▸ **REQUEST**:
Copy out the data from the line containing "Point to the red" through the end of the data, requests included. Adjust every coordinate in the answers by -94.

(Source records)
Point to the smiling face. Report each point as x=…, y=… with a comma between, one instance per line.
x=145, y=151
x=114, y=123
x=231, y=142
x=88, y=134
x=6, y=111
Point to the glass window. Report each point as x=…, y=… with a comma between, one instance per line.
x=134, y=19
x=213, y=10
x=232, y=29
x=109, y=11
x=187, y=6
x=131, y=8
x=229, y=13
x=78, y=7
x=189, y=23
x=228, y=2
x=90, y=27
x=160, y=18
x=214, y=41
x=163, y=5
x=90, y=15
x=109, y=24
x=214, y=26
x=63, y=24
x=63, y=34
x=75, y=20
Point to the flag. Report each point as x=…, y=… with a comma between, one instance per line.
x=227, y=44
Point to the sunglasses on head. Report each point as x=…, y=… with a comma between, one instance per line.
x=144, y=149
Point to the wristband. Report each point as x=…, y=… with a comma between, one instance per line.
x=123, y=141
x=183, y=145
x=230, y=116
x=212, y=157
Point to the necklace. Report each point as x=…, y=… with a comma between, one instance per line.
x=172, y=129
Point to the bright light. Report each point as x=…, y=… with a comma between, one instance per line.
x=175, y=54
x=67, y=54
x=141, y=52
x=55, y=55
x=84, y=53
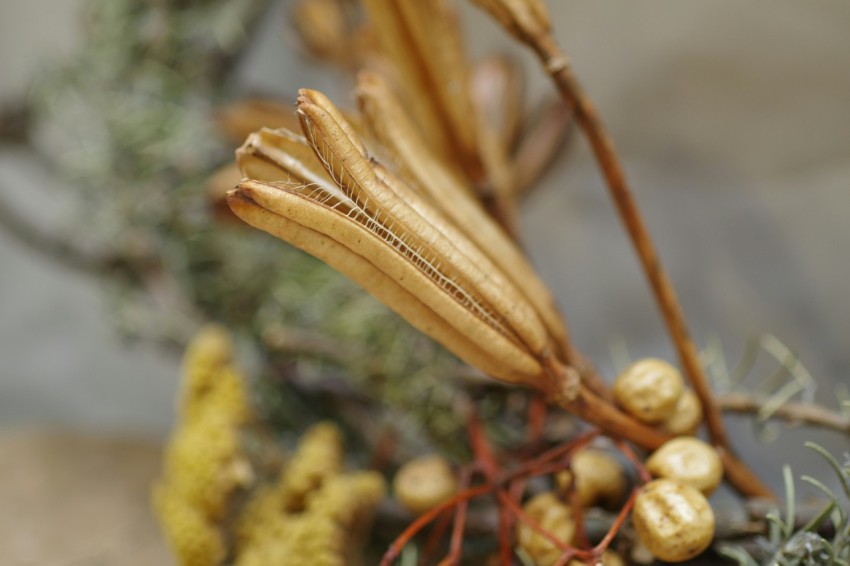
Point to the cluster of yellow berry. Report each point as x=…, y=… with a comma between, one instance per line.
x=671, y=515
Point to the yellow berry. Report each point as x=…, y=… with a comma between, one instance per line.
x=687, y=460
x=599, y=478
x=686, y=417
x=673, y=520
x=551, y=514
x=609, y=558
x=424, y=483
x=649, y=389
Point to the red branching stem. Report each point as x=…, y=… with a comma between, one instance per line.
x=537, y=411
x=423, y=520
x=514, y=508
x=456, y=546
x=627, y=451
x=437, y=533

▸ **THE COMPLETED TASK**:
Point to the red branching stem. Report each point as x=…, y=… with a comma between, one instance per line.
x=443, y=317
x=329, y=426
x=420, y=414
x=362, y=452
x=533, y=357
x=343, y=439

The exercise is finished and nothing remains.